### To be done
Copy out the final stretch of the listing: the line that contains "Note to the class: identify the purple" and all lines after it, exactly as they appear.
— BEGIN —
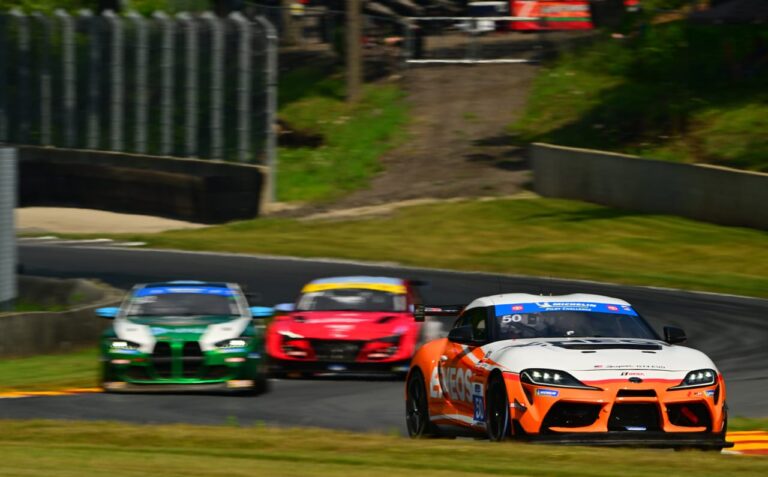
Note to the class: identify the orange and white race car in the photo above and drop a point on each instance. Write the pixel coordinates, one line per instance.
(580, 369)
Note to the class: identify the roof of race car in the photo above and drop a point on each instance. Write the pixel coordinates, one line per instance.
(392, 285)
(523, 298)
(185, 286)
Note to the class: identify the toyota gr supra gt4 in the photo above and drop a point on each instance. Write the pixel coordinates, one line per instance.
(571, 369)
(184, 335)
(346, 325)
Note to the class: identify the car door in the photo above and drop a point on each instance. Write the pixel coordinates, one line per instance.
(458, 369)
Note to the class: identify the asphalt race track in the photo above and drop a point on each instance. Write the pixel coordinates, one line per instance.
(731, 330)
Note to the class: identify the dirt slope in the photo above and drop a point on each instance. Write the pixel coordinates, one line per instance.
(457, 145)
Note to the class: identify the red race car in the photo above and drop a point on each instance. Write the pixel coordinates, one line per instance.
(346, 325)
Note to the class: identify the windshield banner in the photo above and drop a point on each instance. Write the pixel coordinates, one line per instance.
(188, 290)
(543, 307)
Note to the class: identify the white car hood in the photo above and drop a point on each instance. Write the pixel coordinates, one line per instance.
(599, 358)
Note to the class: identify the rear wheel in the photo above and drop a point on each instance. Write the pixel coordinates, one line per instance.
(497, 410)
(417, 407)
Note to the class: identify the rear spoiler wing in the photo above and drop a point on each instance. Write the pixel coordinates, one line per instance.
(420, 312)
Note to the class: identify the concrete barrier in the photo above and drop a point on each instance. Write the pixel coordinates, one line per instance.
(203, 191)
(34, 333)
(708, 193)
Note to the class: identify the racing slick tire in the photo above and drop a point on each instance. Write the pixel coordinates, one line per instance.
(417, 408)
(497, 410)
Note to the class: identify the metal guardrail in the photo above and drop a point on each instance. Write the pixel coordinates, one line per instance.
(469, 40)
(183, 85)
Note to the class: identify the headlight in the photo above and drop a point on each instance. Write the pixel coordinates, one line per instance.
(290, 335)
(551, 377)
(395, 339)
(233, 343)
(123, 344)
(698, 378)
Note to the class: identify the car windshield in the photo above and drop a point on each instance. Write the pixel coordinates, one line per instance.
(572, 324)
(182, 304)
(352, 299)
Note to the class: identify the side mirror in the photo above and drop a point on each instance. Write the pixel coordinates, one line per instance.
(285, 307)
(673, 335)
(253, 297)
(109, 312)
(461, 335)
(261, 311)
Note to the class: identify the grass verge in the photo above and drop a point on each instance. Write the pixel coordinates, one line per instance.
(678, 92)
(354, 136)
(543, 237)
(58, 449)
(78, 369)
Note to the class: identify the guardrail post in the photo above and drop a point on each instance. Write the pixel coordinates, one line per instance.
(69, 77)
(217, 85)
(141, 59)
(5, 47)
(191, 81)
(244, 76)
(8, 290)
(271, 105)
(22, 78)
(44, 42)
(93, 126)
(167, 83)
(116, 80)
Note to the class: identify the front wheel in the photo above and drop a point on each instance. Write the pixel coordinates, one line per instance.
(497, 410)
(417, 408)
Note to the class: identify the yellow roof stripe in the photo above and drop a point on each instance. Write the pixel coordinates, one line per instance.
(385, 287)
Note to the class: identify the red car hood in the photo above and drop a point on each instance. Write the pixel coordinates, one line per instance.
(345, 325)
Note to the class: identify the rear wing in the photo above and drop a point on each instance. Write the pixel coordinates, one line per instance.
(420, 312)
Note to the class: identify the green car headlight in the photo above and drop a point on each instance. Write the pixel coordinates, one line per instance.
(233, 343)
(123, 344)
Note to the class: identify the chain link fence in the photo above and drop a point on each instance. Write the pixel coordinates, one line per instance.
(8, 289)
(177, 85)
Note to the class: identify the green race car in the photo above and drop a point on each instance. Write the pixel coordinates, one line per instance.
(184, 335)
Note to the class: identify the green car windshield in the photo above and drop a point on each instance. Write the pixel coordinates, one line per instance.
(188, 305)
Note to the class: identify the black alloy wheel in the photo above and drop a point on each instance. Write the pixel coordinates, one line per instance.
(497, 410)
(417, 408)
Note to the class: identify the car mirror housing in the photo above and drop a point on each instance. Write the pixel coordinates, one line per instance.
(461, 335)
(261, 311)
(673, 335)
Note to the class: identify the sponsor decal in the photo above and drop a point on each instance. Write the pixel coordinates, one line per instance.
(546, 306)
(547, 392)
(457, 383)
(159, 330)
(478, 403)
(233, 350)
(125, 351)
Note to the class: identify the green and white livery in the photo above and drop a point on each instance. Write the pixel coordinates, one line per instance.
(184, 335)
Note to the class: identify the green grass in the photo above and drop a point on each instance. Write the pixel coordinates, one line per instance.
(543, 237)
(673, 91)
(354, 135)
(78, 369)
(64, 449)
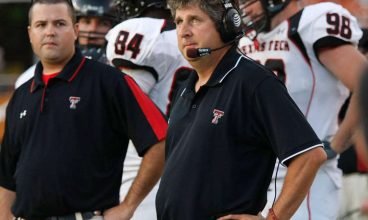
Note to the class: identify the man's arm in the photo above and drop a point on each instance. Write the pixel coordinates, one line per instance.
(7, 198)
(149, 173)
(299, 178)
(347, 64)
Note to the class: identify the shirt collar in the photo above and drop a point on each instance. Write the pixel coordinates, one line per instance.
(68, 73)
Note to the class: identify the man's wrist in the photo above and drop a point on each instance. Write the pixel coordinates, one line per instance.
(272, 215)
(328, 149)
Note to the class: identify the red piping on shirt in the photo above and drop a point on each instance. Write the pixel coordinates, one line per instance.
(77, 70)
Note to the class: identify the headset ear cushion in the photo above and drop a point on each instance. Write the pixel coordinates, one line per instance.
(232, 26)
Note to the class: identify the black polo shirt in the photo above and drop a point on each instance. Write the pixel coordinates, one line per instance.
(223, 141)
(65, 143)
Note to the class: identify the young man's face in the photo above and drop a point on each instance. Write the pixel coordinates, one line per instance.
(195, 29)
(52, 33)
(92, 30)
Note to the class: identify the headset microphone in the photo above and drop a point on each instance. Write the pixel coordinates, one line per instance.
(200, 52)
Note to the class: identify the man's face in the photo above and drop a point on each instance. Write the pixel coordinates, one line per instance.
(92, 30)
(195, 29)
(52, 33)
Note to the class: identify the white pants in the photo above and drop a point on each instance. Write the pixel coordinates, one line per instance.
(323, 199)
(354, 192)
(147, 209)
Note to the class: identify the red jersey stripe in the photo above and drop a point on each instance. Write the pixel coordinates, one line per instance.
(153, 115)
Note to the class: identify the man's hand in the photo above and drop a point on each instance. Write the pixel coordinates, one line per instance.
(120, 212)
(242, 217)
(328, 149)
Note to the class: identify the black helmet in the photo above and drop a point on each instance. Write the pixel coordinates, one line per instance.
(103, 9)
(261, 22)
(99, 8)
(134, 8)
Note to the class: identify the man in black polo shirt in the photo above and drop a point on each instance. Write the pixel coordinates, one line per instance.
(228, 125)
(67, 130)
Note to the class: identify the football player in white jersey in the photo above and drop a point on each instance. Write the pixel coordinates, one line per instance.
(313, 51)
(144, 46)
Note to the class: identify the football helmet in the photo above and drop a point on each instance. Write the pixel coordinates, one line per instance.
(98, 8)
(257, 22)
(134, 8)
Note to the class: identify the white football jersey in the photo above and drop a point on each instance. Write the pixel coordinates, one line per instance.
(147, 49)
(290, 50)
(149, 44)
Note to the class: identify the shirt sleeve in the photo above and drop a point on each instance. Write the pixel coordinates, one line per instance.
(286, 129)
(9, 152)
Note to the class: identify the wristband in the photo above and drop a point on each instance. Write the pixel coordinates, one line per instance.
(272, 214)
(327, 147)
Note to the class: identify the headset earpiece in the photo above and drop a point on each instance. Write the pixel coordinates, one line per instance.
(231, 27)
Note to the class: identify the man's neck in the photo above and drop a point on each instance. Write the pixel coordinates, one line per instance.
(205, 66)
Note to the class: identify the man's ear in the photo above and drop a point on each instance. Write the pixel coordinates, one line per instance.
(29, 33)
(76, 30)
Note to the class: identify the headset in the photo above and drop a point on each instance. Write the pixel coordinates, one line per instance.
(231, 27)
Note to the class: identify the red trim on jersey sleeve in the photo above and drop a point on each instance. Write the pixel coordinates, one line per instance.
(78, 69)
(153, 115)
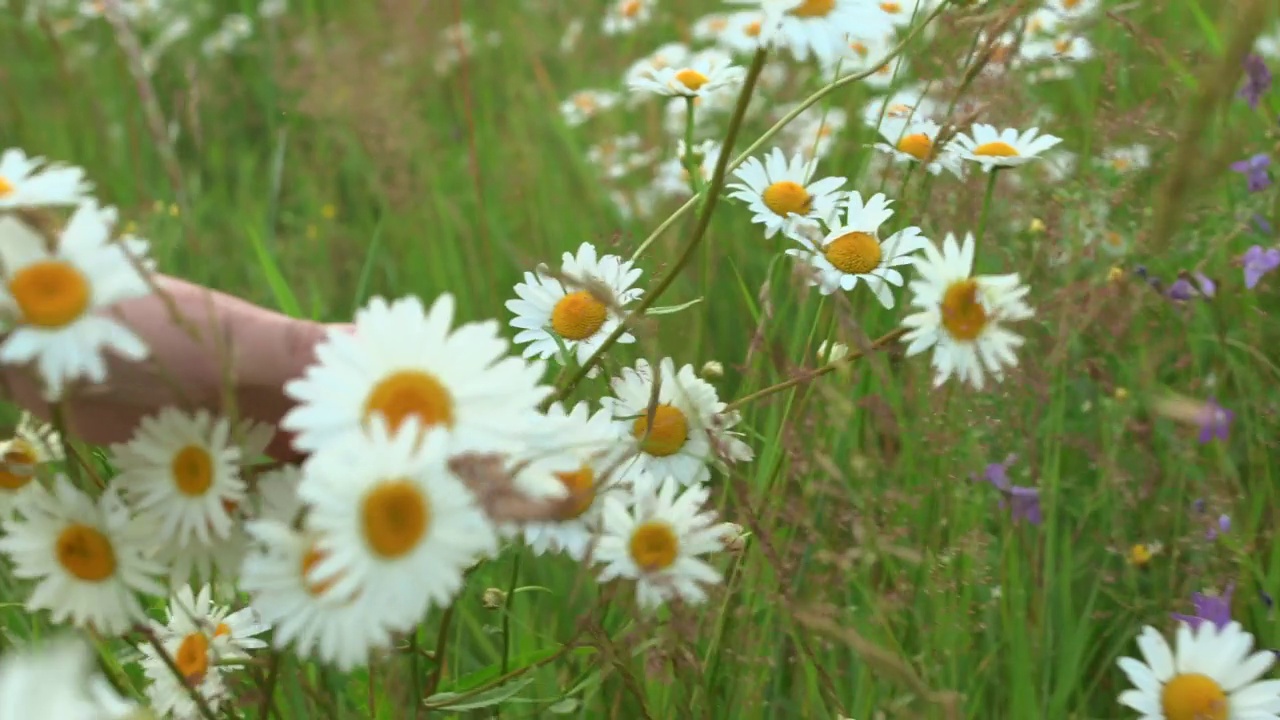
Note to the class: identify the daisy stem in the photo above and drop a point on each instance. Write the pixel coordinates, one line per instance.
(986, 204)
(785, 121)
(814, 374)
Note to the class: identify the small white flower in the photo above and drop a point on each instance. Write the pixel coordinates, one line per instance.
(58, 680)
(1211, 674)
(182, 470)
(626, 16)
(306, 614)
(32, 182)
(658, 541)
(961, 315)
(466, 383)
(1004, 149)
(677, 441)
(915, 141)
(704, 73)
(56, 296)
(88, 557)
(579, 309)
(394, 523)
(22, 458)
(854, 251)
(784, 195)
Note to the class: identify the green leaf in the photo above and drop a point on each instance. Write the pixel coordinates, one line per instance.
(670, 309)
(487, 698)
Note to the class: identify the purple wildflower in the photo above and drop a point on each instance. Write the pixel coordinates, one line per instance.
(1257, 263)
(1215, 420)
(1255, 169)
(1024, 500)
(1257, 80)
(1210, 609)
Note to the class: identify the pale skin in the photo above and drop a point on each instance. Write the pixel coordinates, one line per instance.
(223, 342)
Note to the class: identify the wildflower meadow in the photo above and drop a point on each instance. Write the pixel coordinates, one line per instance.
(639, 359)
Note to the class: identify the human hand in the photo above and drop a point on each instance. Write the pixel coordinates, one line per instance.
— END —
### Result below
Note to the class: identify the purple wildflower in the photo above and drop a point on each instance. Write the pixel coordinates, one line per instance.
(1257, 263)
(1215, 420)
(1255, 169)
(1024, 500)
(1257, 80)
(1210, 609)
Note to the class: identify the pale skin in the photo above and drop a point on each instance. Write the pixel coordinates, one line per instance.
(223, 342)
Note to the class: identify the wildflower meadow in the photo above and drop a point on each instance. Write the pixel coordinates, one line per instance.
(639, 359)
Note to the class: identify the human hand in the photo above and drop a point on each instance. Write the pixel coordinates, one line per instance.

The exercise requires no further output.